───── PROVIDED TEXT
Samsung Galaxy A8+ (2018) Review: A worthy alternative to OnePlus 5T, Honor View10 and Xiaomi Mi MIX 2?

Samsung’s new Galaxy A8+ (2018) smartphone brings the best of Galaxy S8 and Note 8 to the mid-range. But is It a better option compared to its competitors?

samsung galaxy A8 plus review lead

Samsung Galaxy A8+ (2018) 4 5
BGR Rating :
4/5

Highlights

  • The Galaxy A8+ (2018) is priced at Rs 32,990, and is available exclusively on Amazon India.

  • The smartphone comes with front and back glass design, and dual front cameras.

  • It also features IP68 certification for water and dust, and Samsung Pay with MST Technology.

The Indian smartphone market is dominated by Chinese brands such as Xiaomi, Honor, Oppo, Vivo and OnePlus to name a few. These companies have targeted the affordable and mid-range segment with their smartphones, and the likes of Samsung, HTC and LG have been struggling to be a leader in that price point. With the new Galaxy A8+ (2018) and its aggressive pricing of Rs 32,990, Samsung is going with the online-only strategy.

Samsung aims to take on smartphones from its Chinese rivals, the OnePlus 5T, Honor View10 and Xiaomi Mi MIX 2, all of which are similarly priced. Now, the Galaxy A8+ (2018) is an interesting device as it brings premium design and features in an affordable package. In fact, Samsung has added the best of features from the Galaxy S8 and Galaxy Note 8 to the Galaxy A8+ (2018), which gives it a slight advantage over the competition.

Design: This one’s a looker

If you are a fan of how beautiful the Galaxy S8 and Galaxy Note 8 look with their front and back glass design, and a metal frame sitting in between, the Galaxy A8+ will give you the exact feeling. The moment you see the device, you’re likely to go wow, and you are like to have the same expression when you hold it too.

The smartphone is sleek, has a slim profile, and gives a premium feel when holding it. But as in case with all the smartphones with glass panels, it is slippery too. And not to mention that it is a fingerprint magnet too, and you’re more likely to keep cleaning the smudges every now and then. Samsung has bundled a clear case along with the smartphone, but that adds a bit of bulk to the otherwise sleek device.
──────────
───── RECORD EXCERPTS
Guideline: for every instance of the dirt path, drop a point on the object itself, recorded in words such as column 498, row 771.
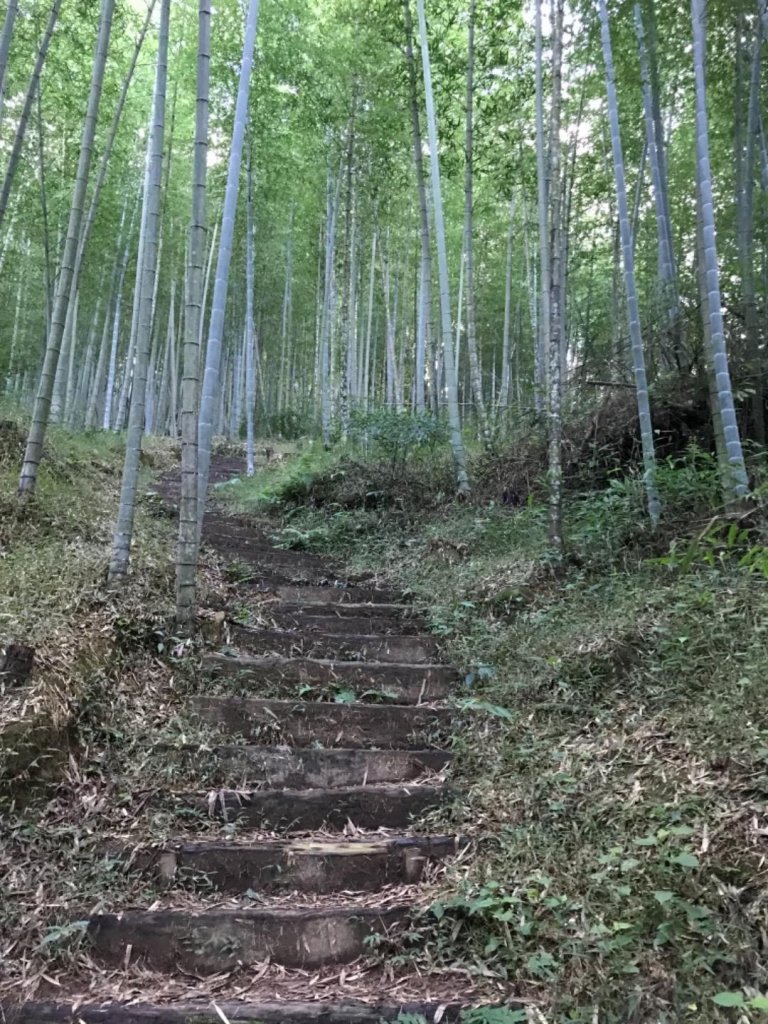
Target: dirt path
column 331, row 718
──────────
───── RECORD EXCERPTS
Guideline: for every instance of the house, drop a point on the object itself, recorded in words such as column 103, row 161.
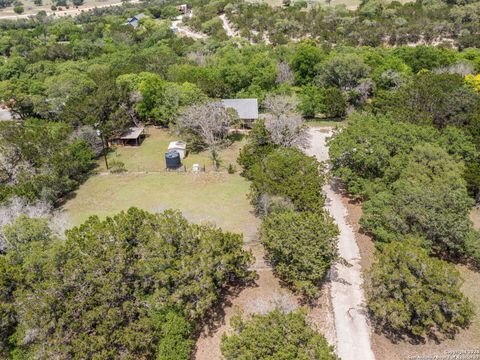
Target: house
──────────
(JOBS)
[a] Decide whether each statement agrees with the Galaxy A8+ review. For each one, answer yes or no and quote the words of the review that decide it: (i) the Galaxy A8+ (2018) is sold only on Amazon India; (ii) Samsung includes a leather case with the phone; (iii) the phone has a glass back.
[b] In the entries, substitute "gravel path" for "dirt path" in the stretch from the line containing "Guideline: for every instance of the dirt" through the line containing "column 331, row 718", and change nothing else. Give only those lines, and leave out the pictures.

(RESULTS)
[a]
(i) Yes: "is available exclusively on Amazon India."
(ii) No: "Samsung has bundled a clear case along with the smartphone"
(iii) Yes: "The smartphone comes with front and back glass design"

[b]
Guideline: for every instance of the gravel path, drop a point on the object itself, recorded in words such as column 498, row 771.
Target: gravel path
column 331, row 718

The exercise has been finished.